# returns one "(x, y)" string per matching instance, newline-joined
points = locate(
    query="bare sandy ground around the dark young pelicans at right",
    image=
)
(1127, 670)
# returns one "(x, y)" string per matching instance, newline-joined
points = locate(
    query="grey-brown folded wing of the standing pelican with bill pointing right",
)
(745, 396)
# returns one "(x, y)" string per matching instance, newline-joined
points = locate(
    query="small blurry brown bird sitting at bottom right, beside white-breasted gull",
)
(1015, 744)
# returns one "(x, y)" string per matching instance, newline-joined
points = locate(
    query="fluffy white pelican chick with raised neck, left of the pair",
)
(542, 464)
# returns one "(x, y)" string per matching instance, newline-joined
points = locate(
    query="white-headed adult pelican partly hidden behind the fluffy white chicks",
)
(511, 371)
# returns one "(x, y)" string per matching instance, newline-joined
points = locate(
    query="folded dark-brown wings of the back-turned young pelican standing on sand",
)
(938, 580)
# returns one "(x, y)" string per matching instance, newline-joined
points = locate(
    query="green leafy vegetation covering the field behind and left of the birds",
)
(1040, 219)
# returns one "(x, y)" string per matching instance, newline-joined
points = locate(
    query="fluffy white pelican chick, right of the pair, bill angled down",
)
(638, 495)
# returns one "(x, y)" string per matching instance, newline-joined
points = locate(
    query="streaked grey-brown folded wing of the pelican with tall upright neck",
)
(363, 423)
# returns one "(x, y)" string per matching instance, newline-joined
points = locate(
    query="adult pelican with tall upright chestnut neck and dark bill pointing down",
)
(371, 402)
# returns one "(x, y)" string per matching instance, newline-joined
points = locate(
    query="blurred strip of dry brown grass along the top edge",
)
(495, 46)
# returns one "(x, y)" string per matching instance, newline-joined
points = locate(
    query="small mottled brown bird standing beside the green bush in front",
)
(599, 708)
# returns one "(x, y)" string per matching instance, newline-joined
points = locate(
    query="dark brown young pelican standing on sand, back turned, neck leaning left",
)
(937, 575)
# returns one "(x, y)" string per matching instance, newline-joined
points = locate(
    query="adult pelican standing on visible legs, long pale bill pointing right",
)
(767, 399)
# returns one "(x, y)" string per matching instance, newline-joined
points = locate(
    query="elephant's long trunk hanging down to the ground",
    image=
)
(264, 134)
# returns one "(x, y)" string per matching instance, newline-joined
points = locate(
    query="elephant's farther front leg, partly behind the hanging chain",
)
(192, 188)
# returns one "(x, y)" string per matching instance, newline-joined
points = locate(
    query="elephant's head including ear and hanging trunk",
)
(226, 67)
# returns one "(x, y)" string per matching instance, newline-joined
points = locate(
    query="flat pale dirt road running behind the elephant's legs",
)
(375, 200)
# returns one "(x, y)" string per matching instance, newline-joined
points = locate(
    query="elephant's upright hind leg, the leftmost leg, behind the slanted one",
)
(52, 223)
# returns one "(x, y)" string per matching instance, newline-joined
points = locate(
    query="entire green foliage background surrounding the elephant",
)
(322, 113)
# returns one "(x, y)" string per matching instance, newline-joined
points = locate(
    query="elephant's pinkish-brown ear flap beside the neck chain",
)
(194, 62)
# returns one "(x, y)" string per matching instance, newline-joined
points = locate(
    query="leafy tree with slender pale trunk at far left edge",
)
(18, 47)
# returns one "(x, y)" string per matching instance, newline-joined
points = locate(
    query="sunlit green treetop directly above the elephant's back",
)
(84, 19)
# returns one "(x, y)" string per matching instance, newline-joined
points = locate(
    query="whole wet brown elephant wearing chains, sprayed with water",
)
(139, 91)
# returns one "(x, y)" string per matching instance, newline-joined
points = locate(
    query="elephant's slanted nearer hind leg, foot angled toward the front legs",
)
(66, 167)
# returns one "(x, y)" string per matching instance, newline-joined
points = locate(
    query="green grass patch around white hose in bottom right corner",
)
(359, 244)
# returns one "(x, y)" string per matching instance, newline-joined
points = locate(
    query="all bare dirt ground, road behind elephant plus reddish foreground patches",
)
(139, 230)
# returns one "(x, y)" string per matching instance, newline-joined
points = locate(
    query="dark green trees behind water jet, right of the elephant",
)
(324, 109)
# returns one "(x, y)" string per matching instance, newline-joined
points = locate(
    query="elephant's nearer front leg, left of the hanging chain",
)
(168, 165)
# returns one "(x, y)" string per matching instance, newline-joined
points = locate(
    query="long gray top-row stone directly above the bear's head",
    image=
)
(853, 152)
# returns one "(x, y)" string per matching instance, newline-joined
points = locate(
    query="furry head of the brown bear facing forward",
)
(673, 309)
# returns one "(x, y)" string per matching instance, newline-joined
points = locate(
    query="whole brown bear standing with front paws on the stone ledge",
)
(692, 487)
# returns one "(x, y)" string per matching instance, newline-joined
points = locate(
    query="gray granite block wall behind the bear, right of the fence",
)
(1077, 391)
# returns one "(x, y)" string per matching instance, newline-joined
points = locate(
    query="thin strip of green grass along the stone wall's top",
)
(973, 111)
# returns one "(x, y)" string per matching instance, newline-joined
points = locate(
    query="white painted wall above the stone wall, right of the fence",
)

━━━━━━━━━━━━━━━━━━━━

- **How to complete this task**
The records above need to be written out once more, exactly.

- **Answer**
# returns one "(x, y)" string per matching instance, newline-joined
points = locate(
    query="bare sandy ground around the dark young pelicans at right",
    image=
)
(1127, 670)
# returns one "(x, y)" string per matching instance, newline-joined
points = locate(
    query="grey-brown folded wing of the standing pelican with bill pointing right",
)
(745, 396)
# returns one "(x, y)" string per matching instance, newline-joined
points = locate(
    query="small blurry brown bird sitting at bottom right, beside white-breasted gull",
)
(1015, 744)
# returns one "(x, y)" string per matching instance, newline-joined
points = locate(
    query="fluffy white pelican chick with raised neck, left of the pair",
)
(542, 464)
# returns one "(x, y)" string per matching instance, newline-joined
points = locate(
    query="white-headed adult pelican partly hidden behind the fluffy white chicks",
)
(511, 371)
# returns one "(x, y)" string per matching instance, newline-joined
points = locate(
    query="folded dark-brown wings of the back-turned young pelican standing on sand",
)
(938, 580)
# returns one "(x, y)" string per matching instance, newline-joined
points = locate(
    query="green leafy vegetation covering the field behind and left of the birds",
)
(1040, 219)
# returns one "(x, y)" string per matching instance, newline-joined
points = locate(
    query="fluffy white pelican chick, right of the pair, bill angled down",
)
(638, 495)
# returns one "(x, y)" string per matching instance, newline-joined
points = locate(
    query="streaked grey-brown folded wing of the pelican with tall upright neck",
)
(363, 423)
# returns one "(x, y)" string per matching instance, newline-joined
points = locate(
    query="adult pelican with tall upright chestnut neck and dark bill pointing down",
)
(371, 402)
# returns one "(x, y)" string per matching instance, newline-joined
points = locate(
    query="blurred strip of dry brown grass along the top edge",
)
(495, 46)
# returns one "(x, y)" string per matching instance, newline-joined
points = locate(
    query="small mottled brown bird standing beside the green bush in front",
)
(599, 708)
# returns one "(x, y)" string per matching instance, newline-joined
points = locate(
    query="dark brown young pelican standing on sand, back turned, neck leaning left",
)
(937, 575)
# returns one "(x, y)" string per matching instance, newline-joined
points = locate(
    query="adult pelican standing on visible legs, long pale bill pointing right",
)
(767, 399)
# returns one "(x, y)" string per matching instance, newline-joined
points = locate(
    query="elephant's long trunk hanging down to the ground",
    image=
)
(264, 134)
# returns one "(x, y)" string per matching instance, newline-joined
points = locate(
    query="elephant's farther front leg, partly behind the hanging chain",
)
(192, 188)
# returns one "(x, y)" string per matching instance, newline-joined
points = locate(
    query="elephant's head including ear and hanging trunk",
)
(226, 67)
# returns one "(x, y)" string per matching instance, newline-joined
points = locate(
    query="flat pale dirt road running behind the elephant's legs",
)
(375, 200)
# returns one "(x, y)" string per matching instance, newline-joined
points = locate(
    query="elephant's upright hind leg, the leftmost leg, behind the slanted one",
)
(52, 223)
# returns one "(x, y)" string per matching instance, newline-joined
points = locate(
    query="entire green foliage background surrounding the elephant",
)
(322, 113)
# returns one "(x, y)" string per matching instance, newline-joined
points = locate(
    query="elephant's pinkish-brown ear flap beside the neck chain",
)
(194, 62)
# returns one "(x, y)" string per matching instance, newline-joined
points = locate(
    query="leafy tree with slender pale trunk at far left edge",
)
(18, 47)
# returns one "(x, y)" string per matching instance, newline-joined
points = locate(
    query="sunlit green treetop directly above the elephant's back",
)
(84, 19)
# returns one "(x, y)" string per matching instance, newline-joined
points = locate(
    query="whole wet brown elephant wearing chains, sprayed with water",
)
(139, 91)
# returns one "(x, y)" string per matching instance, newline-joined
points = locate(
    query="elephant's slanted nearer hind leg, foot angled toward the front legs",
)
(66, 167)
# returns one "(x, y)" string per matching instance, newline-joined
points = locate(
    query="green grass patch around white hose in bottom right corner",
)
(359, 244)
# returns one "(x, y)" string per matching instance, newline-joined
points = locate(
    query="all bare dirt ground, road behind elephant plus reddish foreground patches",
)
(139, 230)
# returns one "(x, y)" string per matching instance, newline-joined
points = locate(
    query="dark green trees behind water jet, right of the elephant",
)
(324, 109)
# returns one "(x, y)" string per matching instance, newline-joined
points = locate(
    query="elephant's nearer front leg, left of the hanging chain",
)
(168, 165)
# returns one "(x, y)" string per matching instance, newline-joined
points = locate(
    query="long gray top-row stone directly above the bear's head",
    image=
)
(853, 152)
# returns one "(x, y)" string per matching instance, newline-joined
points = locate(
    query="furry head of the brown bear facing forward",
)
(673, 309)
# returns one "(x, y)" string per matching instance, newline-joined
points = locate(
    query="whole brown bear standing with front paws on the stone ledge",
)
(692, 487)
# returns one "(x, y)" string per matching instance, newline-joined
points = locate(
    query="gray granite block wall behind the bear, right of the fence",
)
(1077, 391)
# returns one "(x, y)" string per matching instance, newline-joined
points = locate(
    query="thin strip of green grass along the stone wall's top",
)
(973, 111)
# returns one "(x, y)" string per matching instance, newline-joined
points = locate(
    query="white painted wall above the stone wall, right of the fence",
)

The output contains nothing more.